▸ Work to do:
Which lines in the records below contain the word "orange"? Select each one and copy it in full.

▸ Data entries:
_ _ _ _ _ _ _

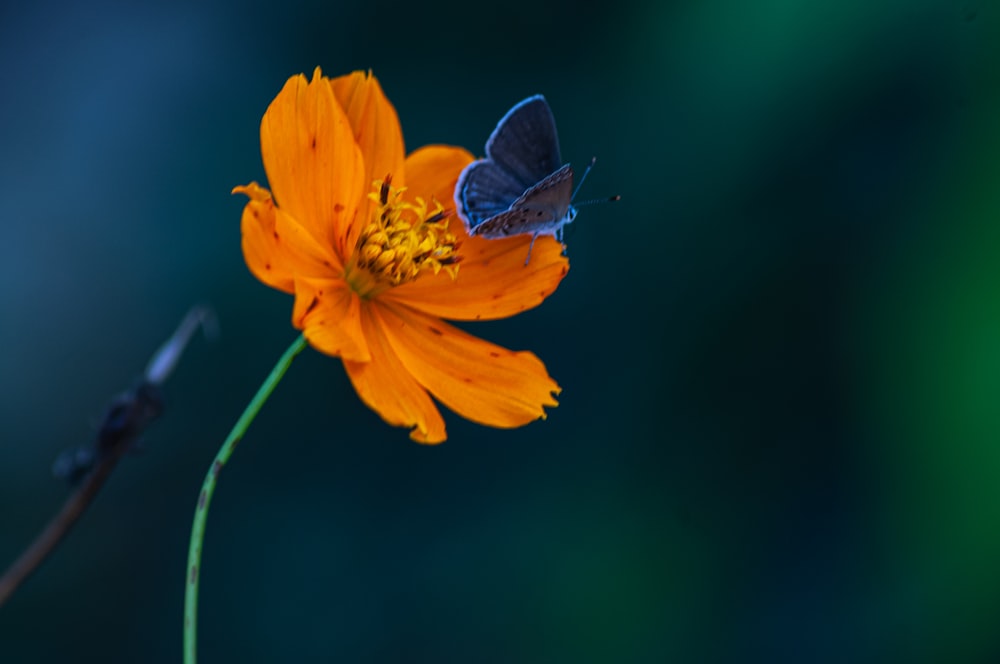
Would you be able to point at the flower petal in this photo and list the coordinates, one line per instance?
(433, 170)
(478, 380)
(329, 313)
(260, 250)
(493, 280)
(375, 125)
(387, 388)
(313, 165)
(276, 247)
(376, 131)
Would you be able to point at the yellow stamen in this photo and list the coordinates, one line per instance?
(401, 241)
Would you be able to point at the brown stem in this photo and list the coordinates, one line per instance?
(58, 527)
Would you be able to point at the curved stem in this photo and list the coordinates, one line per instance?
(208, 488)
(59, 526)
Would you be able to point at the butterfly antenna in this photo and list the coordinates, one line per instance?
(610, 199)
(583, 177)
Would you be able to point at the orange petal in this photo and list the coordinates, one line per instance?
(329, 313)
(476, 379)
(493, 281)
(276, 247)
(433, 170)
(376, 131)
(260, 250)
(313, 165)
(375, 125)
(387, 388)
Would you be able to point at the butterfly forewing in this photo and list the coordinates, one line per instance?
(525, 142)
(484, 189)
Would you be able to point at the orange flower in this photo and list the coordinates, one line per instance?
(362, 238)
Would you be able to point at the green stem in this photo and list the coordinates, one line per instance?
(208, 488)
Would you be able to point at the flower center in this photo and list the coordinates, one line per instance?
(401, 241)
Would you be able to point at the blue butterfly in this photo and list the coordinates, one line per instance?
(522, 186)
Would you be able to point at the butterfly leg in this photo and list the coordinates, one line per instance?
(533, 238)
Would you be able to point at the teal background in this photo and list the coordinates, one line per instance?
(779, 436)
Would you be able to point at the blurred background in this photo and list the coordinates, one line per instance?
(779, 436)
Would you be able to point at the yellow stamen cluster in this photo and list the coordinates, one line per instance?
(401, 240)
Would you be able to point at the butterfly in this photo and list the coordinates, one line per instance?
(522, 186)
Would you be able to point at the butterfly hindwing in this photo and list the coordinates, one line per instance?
(542, 209)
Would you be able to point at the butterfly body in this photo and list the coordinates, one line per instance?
(521, 186)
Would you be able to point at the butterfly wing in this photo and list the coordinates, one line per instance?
(542, 210)
(484, 189)
(525, 144)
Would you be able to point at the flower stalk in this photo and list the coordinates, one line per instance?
(208, 488)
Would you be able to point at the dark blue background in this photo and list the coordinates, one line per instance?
(780, 353)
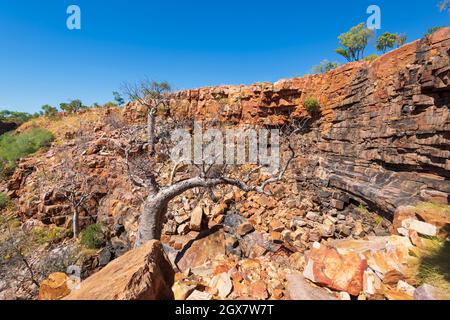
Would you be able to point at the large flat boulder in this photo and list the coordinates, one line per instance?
(141, 274)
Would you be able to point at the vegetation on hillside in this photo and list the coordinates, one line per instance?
(16, 146)
(325, 66)
(390, 40)
(354, 42)
(16, 116)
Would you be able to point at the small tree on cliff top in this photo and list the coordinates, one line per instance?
(152, 95)
(444, 5)
(354, 42)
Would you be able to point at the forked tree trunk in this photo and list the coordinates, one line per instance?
(151, 219)
(76, 223)
(151, 130)
(155, 206)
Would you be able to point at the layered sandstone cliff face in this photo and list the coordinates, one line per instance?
(383, 136)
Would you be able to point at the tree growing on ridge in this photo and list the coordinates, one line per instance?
(73, 106)
(389, 40)
(152, 95)
(354, 42)
(143, 171)
(49, 111)
(325, 66)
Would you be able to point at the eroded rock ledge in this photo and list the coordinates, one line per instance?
(383, 136)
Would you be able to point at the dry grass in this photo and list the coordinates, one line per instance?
(60, 125)
(434, 264)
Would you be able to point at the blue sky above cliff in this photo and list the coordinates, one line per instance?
(189, 43)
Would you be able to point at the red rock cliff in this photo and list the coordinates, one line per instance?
(383, 135)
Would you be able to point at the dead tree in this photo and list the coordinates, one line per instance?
(74, 185)
(152, 95)
(155, 205)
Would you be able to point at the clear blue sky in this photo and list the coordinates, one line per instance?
(189, 43)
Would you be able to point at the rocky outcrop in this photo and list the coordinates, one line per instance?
(383, 134)
(141, 274)
(7, 126)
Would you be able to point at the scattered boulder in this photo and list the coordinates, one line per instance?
(196, 219)
(342, 272)
(245, 229)
(299, 289)
(141, 274)
(198, 295)
(205, 248)
(428, 292)
(222, 283)
(55, 287)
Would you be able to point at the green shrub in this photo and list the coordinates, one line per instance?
(371, 57)
(434, 267)
(16, 146)
(432, 30)
(49, 235)
(93, 237)
(16, 116)
(312, 105)
(4, 200)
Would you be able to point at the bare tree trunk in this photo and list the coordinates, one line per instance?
(151, 219)
(76, 223)
(155, 207)
(151, 129)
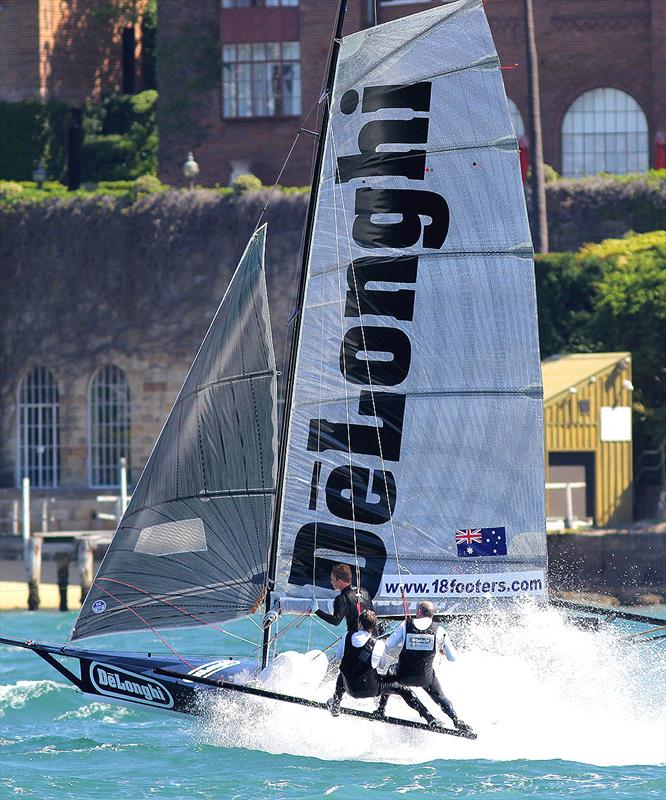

_ _ _ _ _ _ _

▸ Output of the exercise:
Would you be able to point at the orange petal in this photo and list the coordinates, one line per instance?
Would you be able to point at the orange flower in this photo and list the coordinates, one line per instance?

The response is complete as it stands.